More than 100 patients, families, researchers, and government officials who have an interest in empowering the rare disease community in Connecticut and beyond.
In honor of Rare Disease Day, a global rare disease awareness initiative that takes place on the last day of February each year, Connecticut Children’s, The Jackson Laboratory and UConn Health co-hosted a virtual event entitled Voices of Patients, Researchers and Resources – a Rare Disease Day Forum.
The forum welcomed over 100 patients, families, researchers, and government officials who have an interest in empowering the rare disease community in Connecticut and beyond. The three-part discussion began with a welcome address from the event moderator, Connecticut Children’s Physician-in-Chief and Chair of the Department of Pediatrics at UConn School of Medicine, Dr. Juan Salazar, M.D., MPH, FAAP.
Physician researchers Gyula Acsadi, M.D., Ph.D., and Rebecca Riba-Wolman, M.D., who hold appointments at the three institutions, discussed their work in rare disease research. The presentations focused on their expertise in spinal muscular atrophy, childhood cancers and glycogen storage disorders. A common element in the three experts’ work on these conditions was the use of gene therapy. Salazar, who holds a faculty position at UConn School of Medicine, noted, “This is no longer science fiction, this is real.”
Emily Germain Lee, M.D., Ph.D., who has an adjunct faculty appointment at JAX and joint appointment at Connecticut Children’s and UConn Health, followed with an introduction to a rare disease patient that she sees in clinic, John D’Allesandro. John lives with osteogenesis imperfecta, commonly known as OI or brittle bone disease. To open the conversation about his journey, Dr. Germain-Lee discussed an important research study that has led to a better understanding of OI: program. The collaborative Connecticut Children’s, JAX and UConn Health study sent genetically engineered JAX “Mighty Mice” to the International Space Station to understand the effect on microgravity and bone loss. The results have important implications for possible therapeutic strategies for people suffering from disuse atrophy and diseases like OI.

## Record extracts
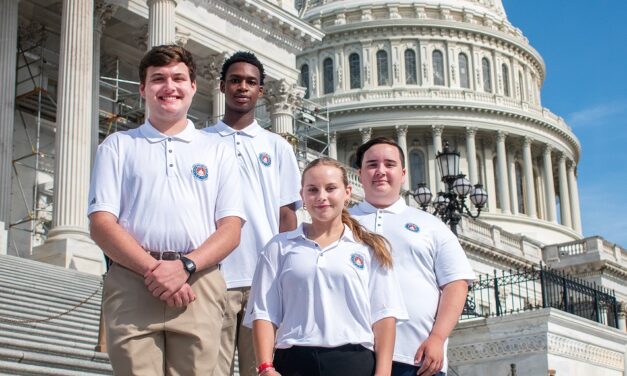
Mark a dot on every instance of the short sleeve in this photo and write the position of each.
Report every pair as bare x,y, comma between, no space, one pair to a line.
105,190
386,299
451,263
290,177
229,201
265,295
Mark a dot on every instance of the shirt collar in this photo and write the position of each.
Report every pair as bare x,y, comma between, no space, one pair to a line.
298,233
153,135
396,208
251,130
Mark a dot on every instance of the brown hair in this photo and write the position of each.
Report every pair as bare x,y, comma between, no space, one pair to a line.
160,56
361,150
378,243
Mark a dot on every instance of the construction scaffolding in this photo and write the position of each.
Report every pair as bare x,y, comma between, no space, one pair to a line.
33,168
311,129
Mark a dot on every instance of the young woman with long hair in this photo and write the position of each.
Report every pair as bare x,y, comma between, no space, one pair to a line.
324,298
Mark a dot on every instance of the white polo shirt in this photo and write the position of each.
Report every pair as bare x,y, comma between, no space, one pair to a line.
322,297
427,255
166,191
270,179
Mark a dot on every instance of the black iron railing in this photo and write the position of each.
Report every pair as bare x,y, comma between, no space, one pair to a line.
513,291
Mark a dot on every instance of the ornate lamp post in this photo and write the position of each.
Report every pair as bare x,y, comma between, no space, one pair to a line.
450,205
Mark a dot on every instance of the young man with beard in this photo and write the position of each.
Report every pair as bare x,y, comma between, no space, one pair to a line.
166,209
270,185
431,265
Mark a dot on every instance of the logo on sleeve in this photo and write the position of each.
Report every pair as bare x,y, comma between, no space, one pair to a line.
200,171
357,260
412,227
265,159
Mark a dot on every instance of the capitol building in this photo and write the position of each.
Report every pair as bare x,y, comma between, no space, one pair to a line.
426,73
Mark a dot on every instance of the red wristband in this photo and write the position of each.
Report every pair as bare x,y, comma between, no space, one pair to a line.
264,366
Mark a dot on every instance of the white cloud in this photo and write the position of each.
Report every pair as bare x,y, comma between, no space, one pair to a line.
597,114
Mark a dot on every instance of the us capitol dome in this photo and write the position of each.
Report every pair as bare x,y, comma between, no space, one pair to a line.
457,71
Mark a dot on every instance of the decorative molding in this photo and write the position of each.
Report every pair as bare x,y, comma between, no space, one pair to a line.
585,352
502,348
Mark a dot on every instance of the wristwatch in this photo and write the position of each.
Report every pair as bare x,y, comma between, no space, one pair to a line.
189,265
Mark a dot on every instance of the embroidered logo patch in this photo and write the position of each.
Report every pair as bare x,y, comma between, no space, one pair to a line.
357,260
265,159
412,227
200,171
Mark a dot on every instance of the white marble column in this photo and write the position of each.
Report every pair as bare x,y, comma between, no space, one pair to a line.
513,187
210,68
437,147
503,188
68,242
564,193
574,198
530,191
471,155
281,98
366,134
8,49
333,145
549,187
401,137
161,22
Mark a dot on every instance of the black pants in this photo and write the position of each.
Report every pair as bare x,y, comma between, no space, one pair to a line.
347,360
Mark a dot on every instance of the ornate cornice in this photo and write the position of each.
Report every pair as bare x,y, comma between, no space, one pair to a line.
549,343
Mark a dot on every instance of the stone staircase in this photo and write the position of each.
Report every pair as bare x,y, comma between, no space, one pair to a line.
54,342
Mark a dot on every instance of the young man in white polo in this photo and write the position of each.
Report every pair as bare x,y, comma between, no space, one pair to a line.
270,188
166,208
431,265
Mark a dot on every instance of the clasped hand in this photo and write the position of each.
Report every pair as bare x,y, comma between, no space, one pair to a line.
167,280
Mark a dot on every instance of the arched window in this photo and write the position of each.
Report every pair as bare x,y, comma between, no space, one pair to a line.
354,67
464,76
304,79
520,189
411,77
417,168
383,74
520,87
327,70
438,68
505,72
487,77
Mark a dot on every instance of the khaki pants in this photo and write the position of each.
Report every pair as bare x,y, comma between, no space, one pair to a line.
234,334
147,337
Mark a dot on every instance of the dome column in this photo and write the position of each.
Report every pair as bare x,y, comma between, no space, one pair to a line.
161,22
366,134
549,187
8,48
564,193
68,242
503,189
530,191
401,134
333,145
574,198
281,99
513,187
471,155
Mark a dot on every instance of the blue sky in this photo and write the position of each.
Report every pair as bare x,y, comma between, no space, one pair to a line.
584,47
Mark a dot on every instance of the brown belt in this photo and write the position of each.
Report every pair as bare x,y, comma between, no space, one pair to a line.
167,255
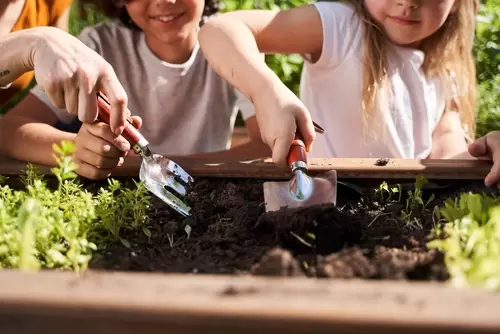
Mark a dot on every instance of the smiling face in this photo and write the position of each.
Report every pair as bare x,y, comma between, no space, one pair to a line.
408,22
166,21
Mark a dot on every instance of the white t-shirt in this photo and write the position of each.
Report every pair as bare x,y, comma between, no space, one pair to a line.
185,108
331,89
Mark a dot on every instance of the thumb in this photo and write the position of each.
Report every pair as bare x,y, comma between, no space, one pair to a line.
305,127
281,147
136,121
478,148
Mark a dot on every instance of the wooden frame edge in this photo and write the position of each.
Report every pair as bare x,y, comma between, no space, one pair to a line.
265,169
220,304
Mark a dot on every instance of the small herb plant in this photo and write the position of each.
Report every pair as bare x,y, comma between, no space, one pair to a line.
469,237
45,228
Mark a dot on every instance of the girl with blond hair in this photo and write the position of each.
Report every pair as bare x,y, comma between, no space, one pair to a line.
385,78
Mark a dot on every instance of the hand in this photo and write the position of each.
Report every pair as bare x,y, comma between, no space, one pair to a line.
488,148
71,73
99,151
279,114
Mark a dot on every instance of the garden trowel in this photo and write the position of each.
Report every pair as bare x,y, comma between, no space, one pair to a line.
302,190
163,177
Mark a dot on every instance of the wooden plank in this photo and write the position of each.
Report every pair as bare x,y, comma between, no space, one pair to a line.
345,167
104,302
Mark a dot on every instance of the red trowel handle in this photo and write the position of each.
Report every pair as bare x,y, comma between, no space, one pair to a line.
297,152
130,133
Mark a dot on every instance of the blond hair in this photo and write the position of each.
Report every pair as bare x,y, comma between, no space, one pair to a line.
448,56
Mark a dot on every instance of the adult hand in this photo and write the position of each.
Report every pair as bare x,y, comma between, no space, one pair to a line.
488,148
71,73
99,151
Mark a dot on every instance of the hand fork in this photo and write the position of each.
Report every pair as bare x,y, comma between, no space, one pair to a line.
162,176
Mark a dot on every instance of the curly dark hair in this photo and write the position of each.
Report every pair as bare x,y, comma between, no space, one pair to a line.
113,10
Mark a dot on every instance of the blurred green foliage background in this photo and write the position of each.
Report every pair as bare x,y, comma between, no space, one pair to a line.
288,67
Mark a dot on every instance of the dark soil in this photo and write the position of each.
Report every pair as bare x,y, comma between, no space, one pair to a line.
231,234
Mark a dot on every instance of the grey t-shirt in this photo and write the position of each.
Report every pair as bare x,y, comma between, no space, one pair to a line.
185,108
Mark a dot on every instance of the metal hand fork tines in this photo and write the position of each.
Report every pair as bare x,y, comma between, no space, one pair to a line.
162,176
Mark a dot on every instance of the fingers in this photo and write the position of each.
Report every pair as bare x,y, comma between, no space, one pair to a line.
117,99
493,177
91,172
98,150
87,106
281,148
136,121
105,137
305,127
488,147
478,148
71,97
56,95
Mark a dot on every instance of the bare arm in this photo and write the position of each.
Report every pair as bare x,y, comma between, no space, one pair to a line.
16,56
232,42
27,132
448,139
63,21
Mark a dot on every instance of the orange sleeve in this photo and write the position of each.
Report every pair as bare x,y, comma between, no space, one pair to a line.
56,9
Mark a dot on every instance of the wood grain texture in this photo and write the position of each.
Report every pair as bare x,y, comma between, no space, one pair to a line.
265,169
123,303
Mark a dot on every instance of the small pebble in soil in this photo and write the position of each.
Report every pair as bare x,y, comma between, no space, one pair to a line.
277,262
382,162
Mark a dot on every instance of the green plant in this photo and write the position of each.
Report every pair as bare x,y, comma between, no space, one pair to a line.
470,240
487,54
42,227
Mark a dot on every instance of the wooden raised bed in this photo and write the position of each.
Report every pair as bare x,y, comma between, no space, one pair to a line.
123,302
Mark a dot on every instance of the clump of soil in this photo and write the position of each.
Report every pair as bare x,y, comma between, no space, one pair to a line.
231,234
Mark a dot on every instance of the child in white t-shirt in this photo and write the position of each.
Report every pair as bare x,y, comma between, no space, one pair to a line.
385,78
182,105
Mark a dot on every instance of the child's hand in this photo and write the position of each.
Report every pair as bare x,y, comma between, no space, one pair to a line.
71,73
280,113
488,147
99,150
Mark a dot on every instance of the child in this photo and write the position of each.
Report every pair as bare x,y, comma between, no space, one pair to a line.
185,108
17,15
385,78
48,51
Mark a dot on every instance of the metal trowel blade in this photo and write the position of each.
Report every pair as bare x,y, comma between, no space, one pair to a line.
277,194
156,184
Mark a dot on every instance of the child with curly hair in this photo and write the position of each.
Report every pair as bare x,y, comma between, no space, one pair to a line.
182,106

## Questions
**A)** According to the Rare Disease Day forum text, what condition does John D'Allesandro live with?
**B)** Rewrite the stretch of the forum text from "Emily Germain Lee, M.D., Ph.D., who" through "diseases like OI.", replacing "Mighty Mice" with "Super Mice".
**C)** List every person whom the forum text identifies with the degree M.D.
The records play no part in what is asked here.

## Answers to the exercise
**A)** Osteogenesis imperfecta, commonly known as OI or brittle bone disease.

**B)**
Emily Germain Lee, M.D., Ph.D., who has an adjunct faculty appointment at JAX and joint appointment at Connecticut Children’s and UConn Health, followed with an introduction to a rare disease patient that she sees in clinic, John D’Allesandro. John lives with osteogenesis imperfecta, commonly known as OI or brittle bone disease. To open the conversation about his journey, Dr. Germain-Lee discussed an important research study that has led to a better understanding of OI: program. The collaborative Connecticut Children’s, JAX and UConn Health study sent genetically engineered JAX “Super Mice” to the International Space Station to understand the effect on microgravity and bone loss. The results have important implications for possible therapeutic strategies for people suffering from disuse atrophy and diseases like OI.

**C)**
Juan Salazar
Gyula Acsadi
Rebecca Riba-Wolman
Emily Germain Lee